= Work to complete =
1. Write out the stretch of the "Typical day with george" text from "I started spotting again on Thursday, but" through "low uterine pain.".
2. Answer these questions from the "Typical day with george" text:
(a) Around what time did anaguma suggest zept took the drugs?
(b) On what day did the spotting first start?
(c) What Ibuprofen dose was taken right after breakfast?

= Supplied passage =
= Beginning of Section =
Typical day with george

zept 12:30PM already the drugs wore off and i’m dying
anaguma 12:30PM :(
anaguma 12:31PM *hugs you*
anaguma 12:31PM didn’t you take them around 7:30?
zept 12:32PM hm yeah good point
anaguma 12:32PM so that’s like 5 hrs ago..
zept 12:33PM prepping laptop, bed, heating pad, etc
anaguma 12:33PM k sweetie

anaguma 3:02PM pants!

zept 3:37PM meat
anaguma 3:38PM *smoooch hug*
zept 3:38PM drug adled
anaguma 3:43PM *nods*

zept 4:21PM it’s already time to take more T3
zept 4:21PM i took some already 3-4 hours ago again
zept 4:21PM the pain is back again
zept 4:21PM my whole day is gone
anaguma 4:21PM i’m sorry sweetie

George is here, very depressed.

Again with the spotting issues. I started spotting last Tuesday, and thought aww christ, not a week early, WTF!?!? But then the spotting went away by the end of the day.

I started spotting again on Thursday, but really light, and it didn’t last long.

I started spotting again on Sunday, so by this time I’m thinking either I’m pregnant or something’s wrong. I got moderate cramps last night, but still no full on bleeding.

Then george showed up first thing this morning. It’s official now, too - bright red blood at a continuous trickle. I took an Ibuprofen 600 right after breakfast this morning, and so far have only had mild to moderate low back pain. Barely any low uterine pain.
= End of Section =
[Point-per-instance localization data]
= Beginning of Section =
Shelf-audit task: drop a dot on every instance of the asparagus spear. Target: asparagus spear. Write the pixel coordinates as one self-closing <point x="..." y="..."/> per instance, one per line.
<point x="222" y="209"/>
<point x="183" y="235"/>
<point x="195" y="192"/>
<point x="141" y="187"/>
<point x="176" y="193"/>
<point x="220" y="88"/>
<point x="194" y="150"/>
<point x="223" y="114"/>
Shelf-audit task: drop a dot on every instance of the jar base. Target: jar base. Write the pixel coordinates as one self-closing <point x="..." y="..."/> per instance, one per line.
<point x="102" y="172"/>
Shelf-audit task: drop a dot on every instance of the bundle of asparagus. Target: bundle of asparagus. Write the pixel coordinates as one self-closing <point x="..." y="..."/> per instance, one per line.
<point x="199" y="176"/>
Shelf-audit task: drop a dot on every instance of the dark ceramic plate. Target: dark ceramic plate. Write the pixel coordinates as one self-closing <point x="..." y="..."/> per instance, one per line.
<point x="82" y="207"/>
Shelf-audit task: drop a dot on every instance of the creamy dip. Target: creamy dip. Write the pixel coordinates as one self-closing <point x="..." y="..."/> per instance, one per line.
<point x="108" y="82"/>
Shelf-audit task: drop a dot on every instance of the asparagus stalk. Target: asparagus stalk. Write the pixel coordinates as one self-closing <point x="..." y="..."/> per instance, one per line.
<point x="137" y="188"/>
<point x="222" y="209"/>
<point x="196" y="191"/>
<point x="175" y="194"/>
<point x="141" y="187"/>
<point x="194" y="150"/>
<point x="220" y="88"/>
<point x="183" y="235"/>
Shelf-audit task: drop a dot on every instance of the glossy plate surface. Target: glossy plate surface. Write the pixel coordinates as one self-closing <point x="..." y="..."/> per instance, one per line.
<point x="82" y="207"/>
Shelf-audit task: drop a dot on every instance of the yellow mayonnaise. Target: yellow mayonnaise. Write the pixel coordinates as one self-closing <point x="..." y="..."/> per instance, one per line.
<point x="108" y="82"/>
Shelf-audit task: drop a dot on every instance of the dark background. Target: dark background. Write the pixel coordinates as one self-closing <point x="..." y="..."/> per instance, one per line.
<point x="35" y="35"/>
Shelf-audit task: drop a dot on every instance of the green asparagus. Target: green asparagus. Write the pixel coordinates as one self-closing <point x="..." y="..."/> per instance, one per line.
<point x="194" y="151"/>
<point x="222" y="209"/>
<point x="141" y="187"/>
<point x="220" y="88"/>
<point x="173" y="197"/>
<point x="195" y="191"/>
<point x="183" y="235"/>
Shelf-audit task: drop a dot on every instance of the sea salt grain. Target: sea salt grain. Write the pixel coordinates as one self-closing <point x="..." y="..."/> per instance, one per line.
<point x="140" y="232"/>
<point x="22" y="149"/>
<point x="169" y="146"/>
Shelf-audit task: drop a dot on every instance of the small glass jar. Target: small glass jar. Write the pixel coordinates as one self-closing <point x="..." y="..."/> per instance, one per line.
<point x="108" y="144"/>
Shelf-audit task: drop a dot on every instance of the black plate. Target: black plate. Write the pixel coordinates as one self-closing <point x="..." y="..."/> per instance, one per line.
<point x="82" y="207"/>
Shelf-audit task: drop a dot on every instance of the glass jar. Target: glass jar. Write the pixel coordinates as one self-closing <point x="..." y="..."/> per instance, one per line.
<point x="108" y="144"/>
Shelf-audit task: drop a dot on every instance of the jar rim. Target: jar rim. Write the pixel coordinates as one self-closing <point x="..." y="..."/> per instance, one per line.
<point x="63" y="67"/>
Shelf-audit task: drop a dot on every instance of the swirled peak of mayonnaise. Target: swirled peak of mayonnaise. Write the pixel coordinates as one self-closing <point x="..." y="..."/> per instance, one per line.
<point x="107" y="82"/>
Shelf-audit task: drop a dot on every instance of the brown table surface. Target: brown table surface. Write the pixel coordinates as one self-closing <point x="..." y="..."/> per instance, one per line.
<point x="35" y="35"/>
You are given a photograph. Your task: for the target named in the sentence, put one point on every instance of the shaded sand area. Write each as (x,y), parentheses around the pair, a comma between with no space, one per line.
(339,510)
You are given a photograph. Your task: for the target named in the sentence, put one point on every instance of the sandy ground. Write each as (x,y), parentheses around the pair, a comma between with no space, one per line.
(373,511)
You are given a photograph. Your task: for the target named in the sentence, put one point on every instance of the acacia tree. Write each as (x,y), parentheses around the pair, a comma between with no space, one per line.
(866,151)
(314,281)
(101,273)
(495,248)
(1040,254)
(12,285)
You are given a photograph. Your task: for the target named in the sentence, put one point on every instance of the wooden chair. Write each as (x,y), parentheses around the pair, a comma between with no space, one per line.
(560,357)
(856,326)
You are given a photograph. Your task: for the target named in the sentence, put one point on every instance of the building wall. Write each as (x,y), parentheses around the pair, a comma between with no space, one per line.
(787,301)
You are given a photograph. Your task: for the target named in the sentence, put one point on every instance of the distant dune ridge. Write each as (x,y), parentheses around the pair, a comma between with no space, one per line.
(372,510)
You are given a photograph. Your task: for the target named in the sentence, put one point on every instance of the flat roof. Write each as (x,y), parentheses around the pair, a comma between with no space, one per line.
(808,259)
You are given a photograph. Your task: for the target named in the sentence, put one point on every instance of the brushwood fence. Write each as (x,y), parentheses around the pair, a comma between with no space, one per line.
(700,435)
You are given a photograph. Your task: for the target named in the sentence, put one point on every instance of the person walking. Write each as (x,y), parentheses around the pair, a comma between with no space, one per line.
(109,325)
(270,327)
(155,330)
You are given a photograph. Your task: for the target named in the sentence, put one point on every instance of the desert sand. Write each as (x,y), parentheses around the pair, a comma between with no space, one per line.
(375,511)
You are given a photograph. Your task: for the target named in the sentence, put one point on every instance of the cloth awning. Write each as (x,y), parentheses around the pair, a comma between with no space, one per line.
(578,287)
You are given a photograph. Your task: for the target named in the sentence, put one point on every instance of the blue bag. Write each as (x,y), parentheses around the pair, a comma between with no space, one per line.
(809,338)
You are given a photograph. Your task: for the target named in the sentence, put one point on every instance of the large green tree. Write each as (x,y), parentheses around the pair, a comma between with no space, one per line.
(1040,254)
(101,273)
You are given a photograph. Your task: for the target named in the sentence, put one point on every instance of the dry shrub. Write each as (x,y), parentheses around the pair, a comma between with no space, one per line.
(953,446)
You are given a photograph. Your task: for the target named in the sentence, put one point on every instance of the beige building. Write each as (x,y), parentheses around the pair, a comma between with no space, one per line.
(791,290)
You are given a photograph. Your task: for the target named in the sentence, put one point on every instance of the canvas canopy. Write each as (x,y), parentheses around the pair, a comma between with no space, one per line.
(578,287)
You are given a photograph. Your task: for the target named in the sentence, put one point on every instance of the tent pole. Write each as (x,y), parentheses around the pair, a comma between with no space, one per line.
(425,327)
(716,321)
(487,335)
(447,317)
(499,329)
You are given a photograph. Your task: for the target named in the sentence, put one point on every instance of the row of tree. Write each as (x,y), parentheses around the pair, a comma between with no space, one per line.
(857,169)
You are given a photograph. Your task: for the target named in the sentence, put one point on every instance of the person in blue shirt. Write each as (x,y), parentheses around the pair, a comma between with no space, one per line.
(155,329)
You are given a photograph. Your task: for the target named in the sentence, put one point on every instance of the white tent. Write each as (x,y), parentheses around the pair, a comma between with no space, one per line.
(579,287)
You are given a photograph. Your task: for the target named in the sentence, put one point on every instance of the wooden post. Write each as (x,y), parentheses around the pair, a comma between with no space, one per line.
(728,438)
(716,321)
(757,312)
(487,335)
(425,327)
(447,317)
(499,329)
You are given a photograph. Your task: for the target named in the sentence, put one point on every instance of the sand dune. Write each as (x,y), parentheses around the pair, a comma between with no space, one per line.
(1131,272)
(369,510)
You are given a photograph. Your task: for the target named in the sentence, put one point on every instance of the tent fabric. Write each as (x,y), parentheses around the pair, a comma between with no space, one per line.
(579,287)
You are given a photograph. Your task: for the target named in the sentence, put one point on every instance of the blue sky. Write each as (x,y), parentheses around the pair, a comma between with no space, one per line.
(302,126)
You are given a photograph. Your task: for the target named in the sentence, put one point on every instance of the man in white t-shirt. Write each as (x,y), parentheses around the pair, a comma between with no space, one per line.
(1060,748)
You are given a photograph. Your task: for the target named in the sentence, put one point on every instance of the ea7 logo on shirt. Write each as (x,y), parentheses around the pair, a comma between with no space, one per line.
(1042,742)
= End of Section =
= Outputs for the tasks =
1.
I started spotting again on Thursday, but really light, and it didn’t last long.

I started spotting again on Sunday, so by this time I’m thinking either I’m pregnant or something’s wrong. I got moderate cramps last night, but still no full on bleeding.

Then george showed up first thing this morning. It’s official now, too - bright red blood at a continuous trickle. I took an Ibuprofen 600 right after breakfast this morning, and so far have only had mild to moderate low back pain. Barely any low uterine pain.

2.
(a) Around 7:30.
(b) Last Tuesday.
(c) 600.